## [Work to be completed]
Quote exactly the lines that run from the line containing "One point marks each instance of the white window" through the last line.

## start Material for this exercise

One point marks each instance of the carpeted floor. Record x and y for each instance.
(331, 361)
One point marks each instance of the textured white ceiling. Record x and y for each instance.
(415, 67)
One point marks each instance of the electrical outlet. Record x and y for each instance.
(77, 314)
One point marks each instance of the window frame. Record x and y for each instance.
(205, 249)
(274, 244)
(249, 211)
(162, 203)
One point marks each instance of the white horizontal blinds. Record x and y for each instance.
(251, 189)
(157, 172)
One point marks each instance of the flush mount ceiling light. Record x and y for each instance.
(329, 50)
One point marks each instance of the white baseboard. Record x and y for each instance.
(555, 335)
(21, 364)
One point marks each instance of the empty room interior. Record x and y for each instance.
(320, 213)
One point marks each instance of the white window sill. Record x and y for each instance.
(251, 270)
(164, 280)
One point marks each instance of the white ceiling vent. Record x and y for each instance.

## end Material for this exercise

## [Written response]
One point marks each instance of the white window sill. Record x and y for each instance.
(251, 270)
(164, 280)
One point marks each instance of the white ceiling vent. Record x and y for each instance.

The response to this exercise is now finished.